■ **Written request**: State how many lines in the records contain the string "cliff", giving only the number.
___
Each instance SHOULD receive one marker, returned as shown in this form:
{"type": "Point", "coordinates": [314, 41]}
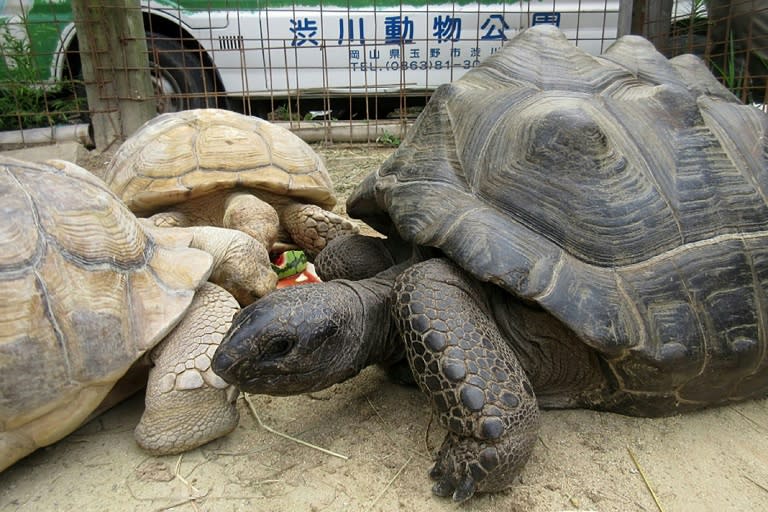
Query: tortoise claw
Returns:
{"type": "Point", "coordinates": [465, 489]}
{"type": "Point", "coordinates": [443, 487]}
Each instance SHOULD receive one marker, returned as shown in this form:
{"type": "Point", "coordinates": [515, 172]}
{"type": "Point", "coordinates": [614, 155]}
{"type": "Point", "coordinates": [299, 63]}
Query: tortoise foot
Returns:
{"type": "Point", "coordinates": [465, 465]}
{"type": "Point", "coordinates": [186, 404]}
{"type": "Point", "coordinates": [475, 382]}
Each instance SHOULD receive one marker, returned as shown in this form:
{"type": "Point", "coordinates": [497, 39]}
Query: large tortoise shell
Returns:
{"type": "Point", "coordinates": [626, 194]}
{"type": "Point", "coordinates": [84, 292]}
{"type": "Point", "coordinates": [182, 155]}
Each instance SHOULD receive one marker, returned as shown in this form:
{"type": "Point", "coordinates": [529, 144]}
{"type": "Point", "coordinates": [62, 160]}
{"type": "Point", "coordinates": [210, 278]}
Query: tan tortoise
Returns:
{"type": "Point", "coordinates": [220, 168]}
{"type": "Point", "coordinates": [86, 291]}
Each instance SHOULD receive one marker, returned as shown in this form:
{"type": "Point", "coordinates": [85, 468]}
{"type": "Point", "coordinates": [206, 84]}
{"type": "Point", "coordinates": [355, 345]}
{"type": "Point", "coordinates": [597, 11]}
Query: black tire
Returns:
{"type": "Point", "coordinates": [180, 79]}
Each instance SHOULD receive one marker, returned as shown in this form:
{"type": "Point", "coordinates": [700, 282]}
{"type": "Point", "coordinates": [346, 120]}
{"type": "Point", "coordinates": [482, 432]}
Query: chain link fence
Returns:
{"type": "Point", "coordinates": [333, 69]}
___
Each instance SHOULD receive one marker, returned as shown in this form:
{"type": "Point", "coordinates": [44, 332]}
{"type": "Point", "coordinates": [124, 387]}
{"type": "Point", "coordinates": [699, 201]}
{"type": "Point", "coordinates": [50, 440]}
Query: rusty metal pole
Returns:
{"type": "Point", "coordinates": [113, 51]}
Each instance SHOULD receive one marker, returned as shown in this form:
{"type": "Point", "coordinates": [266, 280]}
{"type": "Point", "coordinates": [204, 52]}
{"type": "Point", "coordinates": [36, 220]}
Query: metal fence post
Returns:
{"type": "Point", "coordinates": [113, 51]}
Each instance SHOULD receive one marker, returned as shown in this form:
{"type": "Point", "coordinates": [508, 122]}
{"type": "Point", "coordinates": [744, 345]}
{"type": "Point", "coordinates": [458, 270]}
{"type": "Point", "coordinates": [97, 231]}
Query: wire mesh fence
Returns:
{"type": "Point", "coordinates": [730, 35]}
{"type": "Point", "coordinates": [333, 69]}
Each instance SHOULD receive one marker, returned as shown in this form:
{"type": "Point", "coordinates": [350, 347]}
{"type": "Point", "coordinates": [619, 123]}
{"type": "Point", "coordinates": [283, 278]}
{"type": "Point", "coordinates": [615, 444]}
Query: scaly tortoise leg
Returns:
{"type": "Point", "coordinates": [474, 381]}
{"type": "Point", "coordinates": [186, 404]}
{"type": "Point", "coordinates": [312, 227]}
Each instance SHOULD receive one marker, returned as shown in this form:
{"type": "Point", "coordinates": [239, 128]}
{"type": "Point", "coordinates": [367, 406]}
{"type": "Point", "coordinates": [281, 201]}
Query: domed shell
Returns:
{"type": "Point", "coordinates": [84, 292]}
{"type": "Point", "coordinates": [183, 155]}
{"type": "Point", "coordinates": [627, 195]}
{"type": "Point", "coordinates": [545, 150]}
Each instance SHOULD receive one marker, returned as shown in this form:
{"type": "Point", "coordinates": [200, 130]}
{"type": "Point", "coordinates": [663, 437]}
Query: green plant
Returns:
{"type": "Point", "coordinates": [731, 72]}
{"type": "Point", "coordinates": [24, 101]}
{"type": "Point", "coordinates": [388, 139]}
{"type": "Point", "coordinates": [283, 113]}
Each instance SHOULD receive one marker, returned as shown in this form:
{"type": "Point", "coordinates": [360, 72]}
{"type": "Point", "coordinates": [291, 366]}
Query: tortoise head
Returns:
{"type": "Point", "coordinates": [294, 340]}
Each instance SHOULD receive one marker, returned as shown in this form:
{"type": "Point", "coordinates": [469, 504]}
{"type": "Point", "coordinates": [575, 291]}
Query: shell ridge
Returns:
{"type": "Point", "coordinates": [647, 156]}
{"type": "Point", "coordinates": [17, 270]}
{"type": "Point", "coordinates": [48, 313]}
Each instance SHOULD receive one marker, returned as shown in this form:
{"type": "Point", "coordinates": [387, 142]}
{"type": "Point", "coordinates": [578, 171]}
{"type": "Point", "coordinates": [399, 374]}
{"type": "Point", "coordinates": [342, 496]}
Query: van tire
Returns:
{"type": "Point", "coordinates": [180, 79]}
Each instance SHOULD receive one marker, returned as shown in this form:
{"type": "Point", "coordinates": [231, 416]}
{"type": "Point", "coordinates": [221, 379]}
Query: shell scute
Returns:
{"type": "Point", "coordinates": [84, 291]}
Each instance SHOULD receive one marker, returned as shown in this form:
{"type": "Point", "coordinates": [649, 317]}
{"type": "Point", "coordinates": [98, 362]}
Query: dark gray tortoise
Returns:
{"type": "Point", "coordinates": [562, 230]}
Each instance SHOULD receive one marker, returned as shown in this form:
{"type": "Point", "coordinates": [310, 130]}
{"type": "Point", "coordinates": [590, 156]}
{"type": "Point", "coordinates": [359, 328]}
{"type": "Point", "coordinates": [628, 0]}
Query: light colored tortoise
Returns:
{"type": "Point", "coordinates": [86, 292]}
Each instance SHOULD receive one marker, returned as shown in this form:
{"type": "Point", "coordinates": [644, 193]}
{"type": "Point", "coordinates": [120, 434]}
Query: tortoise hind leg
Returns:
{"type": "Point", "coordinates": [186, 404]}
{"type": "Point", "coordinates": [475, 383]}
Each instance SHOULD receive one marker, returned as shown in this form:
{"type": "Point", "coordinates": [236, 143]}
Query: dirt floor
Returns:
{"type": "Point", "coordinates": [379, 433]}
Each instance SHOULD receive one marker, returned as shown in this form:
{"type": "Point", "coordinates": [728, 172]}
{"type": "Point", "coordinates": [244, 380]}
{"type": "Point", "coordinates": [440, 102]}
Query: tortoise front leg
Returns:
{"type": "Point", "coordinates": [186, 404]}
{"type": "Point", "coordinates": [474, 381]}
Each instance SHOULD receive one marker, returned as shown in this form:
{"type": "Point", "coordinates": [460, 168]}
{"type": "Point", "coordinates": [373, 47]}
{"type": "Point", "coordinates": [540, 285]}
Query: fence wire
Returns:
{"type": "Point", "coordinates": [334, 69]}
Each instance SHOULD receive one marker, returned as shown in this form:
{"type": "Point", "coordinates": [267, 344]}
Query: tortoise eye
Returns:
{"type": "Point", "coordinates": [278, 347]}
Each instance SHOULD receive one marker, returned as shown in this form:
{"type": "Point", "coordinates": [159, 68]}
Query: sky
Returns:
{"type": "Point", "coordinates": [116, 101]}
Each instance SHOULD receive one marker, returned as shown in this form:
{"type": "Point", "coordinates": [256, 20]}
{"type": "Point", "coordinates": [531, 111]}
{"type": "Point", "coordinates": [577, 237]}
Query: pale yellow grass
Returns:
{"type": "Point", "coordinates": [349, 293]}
___
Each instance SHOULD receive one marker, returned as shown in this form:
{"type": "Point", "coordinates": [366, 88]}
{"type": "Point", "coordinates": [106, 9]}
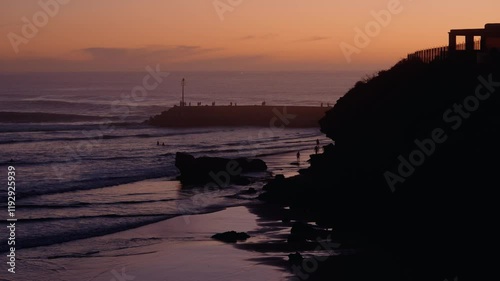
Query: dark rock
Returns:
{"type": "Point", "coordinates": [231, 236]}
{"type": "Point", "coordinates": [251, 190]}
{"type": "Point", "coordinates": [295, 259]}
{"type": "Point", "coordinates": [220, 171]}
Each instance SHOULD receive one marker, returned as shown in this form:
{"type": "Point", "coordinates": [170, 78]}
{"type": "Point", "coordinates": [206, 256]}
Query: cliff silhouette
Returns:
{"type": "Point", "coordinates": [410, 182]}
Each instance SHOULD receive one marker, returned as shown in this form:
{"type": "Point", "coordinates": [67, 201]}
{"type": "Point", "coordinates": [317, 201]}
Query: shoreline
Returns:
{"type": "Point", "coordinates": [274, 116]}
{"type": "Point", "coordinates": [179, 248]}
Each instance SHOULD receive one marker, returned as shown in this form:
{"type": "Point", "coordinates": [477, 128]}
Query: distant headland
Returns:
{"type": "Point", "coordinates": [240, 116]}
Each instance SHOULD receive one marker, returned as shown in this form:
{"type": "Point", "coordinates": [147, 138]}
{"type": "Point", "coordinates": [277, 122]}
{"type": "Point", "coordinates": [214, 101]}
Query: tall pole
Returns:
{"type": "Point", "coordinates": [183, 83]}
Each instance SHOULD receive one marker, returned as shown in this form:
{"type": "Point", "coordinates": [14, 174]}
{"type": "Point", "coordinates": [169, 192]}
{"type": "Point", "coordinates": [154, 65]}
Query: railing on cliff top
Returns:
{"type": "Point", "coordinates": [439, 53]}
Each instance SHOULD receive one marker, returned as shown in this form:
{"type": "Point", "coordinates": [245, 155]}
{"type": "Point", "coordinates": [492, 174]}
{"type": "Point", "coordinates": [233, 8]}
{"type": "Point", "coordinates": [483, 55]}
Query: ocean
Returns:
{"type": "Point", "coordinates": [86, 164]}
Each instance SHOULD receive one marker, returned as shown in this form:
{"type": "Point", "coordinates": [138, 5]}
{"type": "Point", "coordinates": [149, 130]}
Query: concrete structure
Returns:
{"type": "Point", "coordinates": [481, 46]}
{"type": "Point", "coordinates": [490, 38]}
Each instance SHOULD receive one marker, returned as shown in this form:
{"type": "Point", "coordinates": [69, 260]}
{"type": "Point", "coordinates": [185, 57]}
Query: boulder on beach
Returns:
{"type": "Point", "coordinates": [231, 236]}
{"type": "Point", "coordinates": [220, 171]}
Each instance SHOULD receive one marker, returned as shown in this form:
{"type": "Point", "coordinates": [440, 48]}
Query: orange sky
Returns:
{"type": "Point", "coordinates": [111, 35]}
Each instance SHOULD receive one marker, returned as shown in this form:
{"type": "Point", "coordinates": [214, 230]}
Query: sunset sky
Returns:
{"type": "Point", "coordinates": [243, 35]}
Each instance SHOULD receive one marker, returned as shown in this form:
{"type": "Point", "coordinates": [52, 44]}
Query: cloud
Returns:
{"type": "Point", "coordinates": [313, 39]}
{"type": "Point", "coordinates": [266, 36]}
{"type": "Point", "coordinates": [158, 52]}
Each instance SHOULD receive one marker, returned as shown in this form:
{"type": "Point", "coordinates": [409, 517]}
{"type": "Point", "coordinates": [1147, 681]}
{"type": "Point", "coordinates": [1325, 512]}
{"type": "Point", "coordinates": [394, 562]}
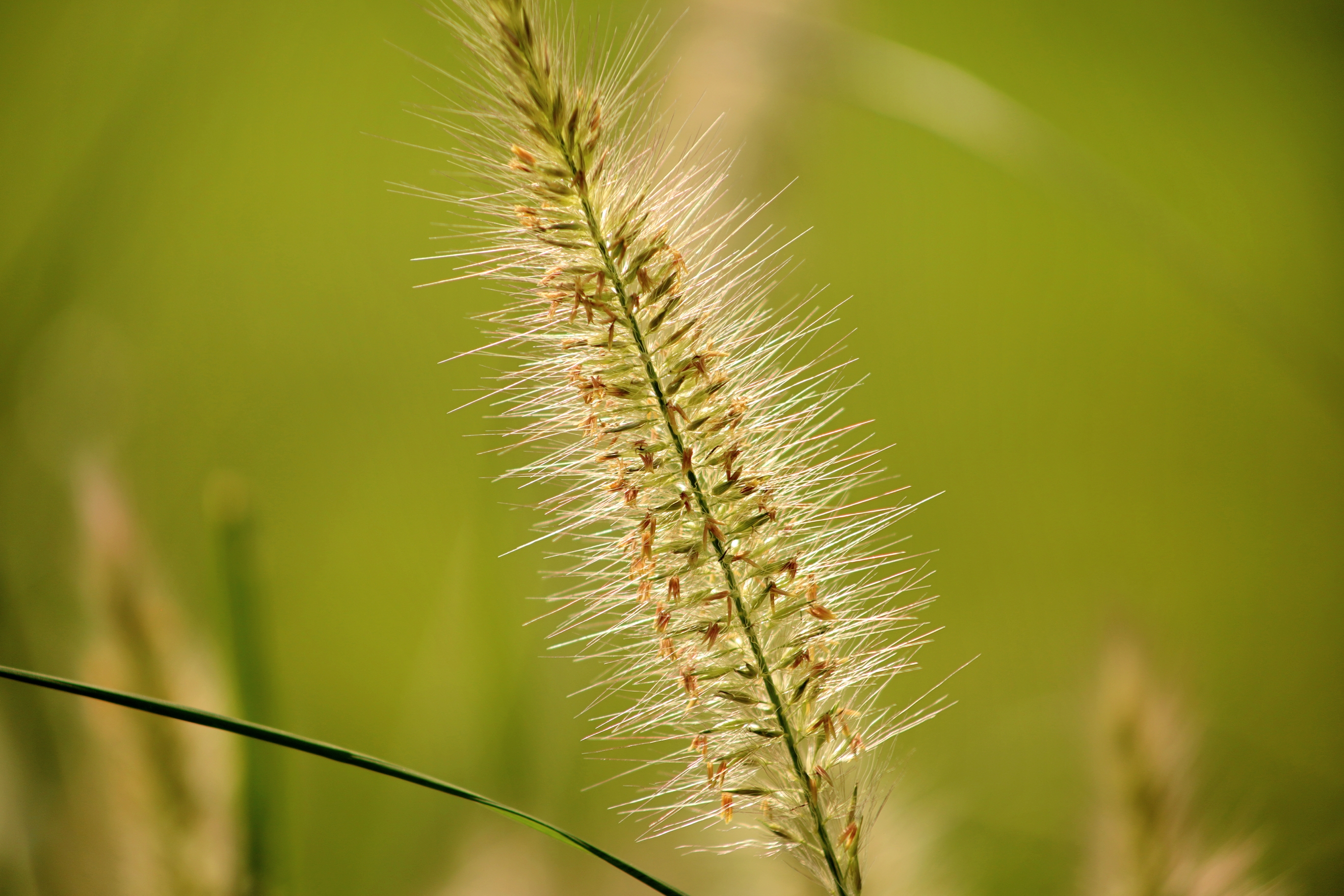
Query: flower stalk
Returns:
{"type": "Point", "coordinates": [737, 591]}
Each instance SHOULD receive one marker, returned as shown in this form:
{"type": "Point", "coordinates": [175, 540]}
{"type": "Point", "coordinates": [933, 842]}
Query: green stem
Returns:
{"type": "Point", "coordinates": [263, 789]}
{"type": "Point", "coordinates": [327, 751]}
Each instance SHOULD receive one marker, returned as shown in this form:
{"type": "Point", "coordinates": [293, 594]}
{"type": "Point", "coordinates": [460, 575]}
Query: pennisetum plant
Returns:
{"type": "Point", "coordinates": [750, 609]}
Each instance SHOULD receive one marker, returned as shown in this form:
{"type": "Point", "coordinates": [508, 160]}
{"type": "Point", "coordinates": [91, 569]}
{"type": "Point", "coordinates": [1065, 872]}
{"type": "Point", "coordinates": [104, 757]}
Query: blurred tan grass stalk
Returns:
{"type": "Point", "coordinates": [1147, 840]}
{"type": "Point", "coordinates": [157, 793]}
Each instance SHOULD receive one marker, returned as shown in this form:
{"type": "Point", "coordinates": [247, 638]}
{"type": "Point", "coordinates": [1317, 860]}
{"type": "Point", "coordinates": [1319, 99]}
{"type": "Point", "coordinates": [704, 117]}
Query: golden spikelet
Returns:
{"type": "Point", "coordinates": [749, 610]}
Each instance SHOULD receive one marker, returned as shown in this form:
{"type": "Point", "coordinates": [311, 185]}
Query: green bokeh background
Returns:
___
■ **Exercise output**: 2